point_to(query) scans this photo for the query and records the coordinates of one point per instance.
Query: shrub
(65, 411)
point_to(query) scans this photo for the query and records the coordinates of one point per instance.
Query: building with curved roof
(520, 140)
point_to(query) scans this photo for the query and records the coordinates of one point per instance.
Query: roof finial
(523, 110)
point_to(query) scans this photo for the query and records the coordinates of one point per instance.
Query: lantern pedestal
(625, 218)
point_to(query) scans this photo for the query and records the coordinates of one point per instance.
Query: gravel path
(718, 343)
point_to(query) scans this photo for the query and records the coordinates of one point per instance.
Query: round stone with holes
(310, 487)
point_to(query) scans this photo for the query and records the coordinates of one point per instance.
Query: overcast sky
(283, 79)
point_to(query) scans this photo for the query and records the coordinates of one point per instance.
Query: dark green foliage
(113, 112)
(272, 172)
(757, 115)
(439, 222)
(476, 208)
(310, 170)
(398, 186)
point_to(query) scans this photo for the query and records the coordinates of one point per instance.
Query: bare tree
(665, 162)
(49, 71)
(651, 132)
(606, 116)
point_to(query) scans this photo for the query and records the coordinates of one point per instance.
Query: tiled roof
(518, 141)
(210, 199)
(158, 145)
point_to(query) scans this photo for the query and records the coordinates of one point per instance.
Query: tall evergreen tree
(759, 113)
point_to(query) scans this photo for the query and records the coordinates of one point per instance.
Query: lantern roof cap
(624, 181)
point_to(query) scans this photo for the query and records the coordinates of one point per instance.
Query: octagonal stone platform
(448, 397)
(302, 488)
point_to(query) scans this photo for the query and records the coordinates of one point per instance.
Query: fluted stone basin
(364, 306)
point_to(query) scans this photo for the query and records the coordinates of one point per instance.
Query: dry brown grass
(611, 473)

AIM OF THE EXERCISE →
When you answer, repeat all of the material exactly as given.

TASK RESPONSE →
point_to(query) scans this photo for the query and records the coordinates of one point per instance.
Query: shrub
(65, 411)
point_to(query) scans this photo for the query and records the coordinates of one point per instance.
Query: building with curved roof
(520, 140)
point_to(query) scans this photo for the query and records the coordinates of one point per instance.
Query: roof finial
(523, 110)
point_to(query) scans this photo for the query and records the coordinates of one point per instance.
Query: lantern pedestal
(625, 218)
point_to(query) scans this photo for the query and records the coordinates of one point per instance.
Query: gravel path
(718, 343)
point_to(query) scans this photo for the query and records the coordinates of one point per instance.
Query: round stone with holes
(310, 487)
point_to(query) scans this photo for the query and records the coordinates of one point per instance.
Query: overcast sky
(283, 79)
point_to(query) scans this photo for the query and records the coordinates of one point per instance.
Query: dark green foliage
(113, 112)
(272, 172)
(757, 115)
(439, 222)
(476, 208)
(310, 170)
(398, 186)
point_to(query) scans this photo for the query and records the coordinates of one point per instance.
Query: bare tree
(665, 162)
(49, 71)
(651, 132)
(606, 116)
point_to(query) scans this photo for the query and records the coordinates of one point per instance.
Query: tiled roof
(518, 141)
(210, 199)
(158, 145)
point_to(query) scans this photo for the query and records the coordinates of one point per instance.
Query: tall evergreen tree
(759, 113)
point_to(query) scans this photo for the query and records the coordinates of one point per instance.
Query: lantern roof cap
(624, 181)
point_to(query) scans this photo for the query and records the coordinates of one point per instance.
Query: octagonal stone platform
(448, 397)
(302, 488)
point_to(query) scans this photo for the query and records the coordinates of one point per instance.
Query: fluted stone basin
(364, 306)
point_to(query) scans this photo for the query and records the coordinates of one point per instance.
Query: dry brown grass
(611, 473)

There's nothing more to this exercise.